=== Section Start ===
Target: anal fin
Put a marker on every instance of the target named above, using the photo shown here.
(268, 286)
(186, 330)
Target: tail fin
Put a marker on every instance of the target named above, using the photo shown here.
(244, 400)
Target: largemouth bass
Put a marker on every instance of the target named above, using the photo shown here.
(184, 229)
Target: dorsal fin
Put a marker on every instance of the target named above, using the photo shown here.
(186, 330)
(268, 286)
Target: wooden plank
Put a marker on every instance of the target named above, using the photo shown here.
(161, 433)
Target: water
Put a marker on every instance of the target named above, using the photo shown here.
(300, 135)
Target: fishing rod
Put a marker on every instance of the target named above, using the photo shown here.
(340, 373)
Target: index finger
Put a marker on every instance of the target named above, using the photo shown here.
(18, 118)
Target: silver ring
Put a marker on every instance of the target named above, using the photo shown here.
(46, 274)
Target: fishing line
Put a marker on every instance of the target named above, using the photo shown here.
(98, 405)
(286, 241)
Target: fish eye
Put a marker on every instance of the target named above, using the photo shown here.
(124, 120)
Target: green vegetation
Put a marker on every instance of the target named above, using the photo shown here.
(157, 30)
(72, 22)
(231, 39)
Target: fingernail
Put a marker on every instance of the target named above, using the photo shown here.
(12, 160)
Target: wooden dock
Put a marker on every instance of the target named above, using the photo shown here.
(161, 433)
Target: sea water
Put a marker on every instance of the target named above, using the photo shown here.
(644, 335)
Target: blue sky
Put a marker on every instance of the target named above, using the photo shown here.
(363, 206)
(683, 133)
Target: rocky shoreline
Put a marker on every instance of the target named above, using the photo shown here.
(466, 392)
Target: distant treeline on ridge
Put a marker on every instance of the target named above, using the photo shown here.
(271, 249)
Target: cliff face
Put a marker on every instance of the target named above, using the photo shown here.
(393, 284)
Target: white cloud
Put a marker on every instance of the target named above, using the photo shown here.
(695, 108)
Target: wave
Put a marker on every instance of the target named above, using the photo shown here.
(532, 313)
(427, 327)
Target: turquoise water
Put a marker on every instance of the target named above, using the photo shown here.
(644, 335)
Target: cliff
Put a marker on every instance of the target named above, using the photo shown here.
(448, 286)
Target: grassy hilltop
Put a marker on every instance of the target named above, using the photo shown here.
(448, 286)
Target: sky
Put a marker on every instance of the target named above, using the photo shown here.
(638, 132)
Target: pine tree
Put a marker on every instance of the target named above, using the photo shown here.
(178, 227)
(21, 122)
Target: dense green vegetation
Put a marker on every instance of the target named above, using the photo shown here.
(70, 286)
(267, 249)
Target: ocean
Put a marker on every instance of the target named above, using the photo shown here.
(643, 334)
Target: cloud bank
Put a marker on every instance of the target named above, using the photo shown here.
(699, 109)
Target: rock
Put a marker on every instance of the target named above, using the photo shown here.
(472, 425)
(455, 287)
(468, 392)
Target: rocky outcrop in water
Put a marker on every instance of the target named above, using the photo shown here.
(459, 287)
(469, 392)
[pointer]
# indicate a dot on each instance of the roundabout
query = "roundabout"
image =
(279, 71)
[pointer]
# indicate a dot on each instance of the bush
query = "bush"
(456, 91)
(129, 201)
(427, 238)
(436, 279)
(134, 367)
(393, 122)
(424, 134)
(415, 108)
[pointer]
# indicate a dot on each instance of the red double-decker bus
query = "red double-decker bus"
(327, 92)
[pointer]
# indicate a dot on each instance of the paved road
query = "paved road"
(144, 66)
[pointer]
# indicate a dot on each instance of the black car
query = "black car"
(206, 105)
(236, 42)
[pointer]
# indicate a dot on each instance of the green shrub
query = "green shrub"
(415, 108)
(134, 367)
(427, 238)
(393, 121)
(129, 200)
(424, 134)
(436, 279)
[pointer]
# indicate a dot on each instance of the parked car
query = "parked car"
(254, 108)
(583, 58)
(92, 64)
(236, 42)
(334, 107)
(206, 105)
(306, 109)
=== Section End ===
Task to complete –
Give the count of lines in the listing above that include "roundabout", with no other words.

Solution –
2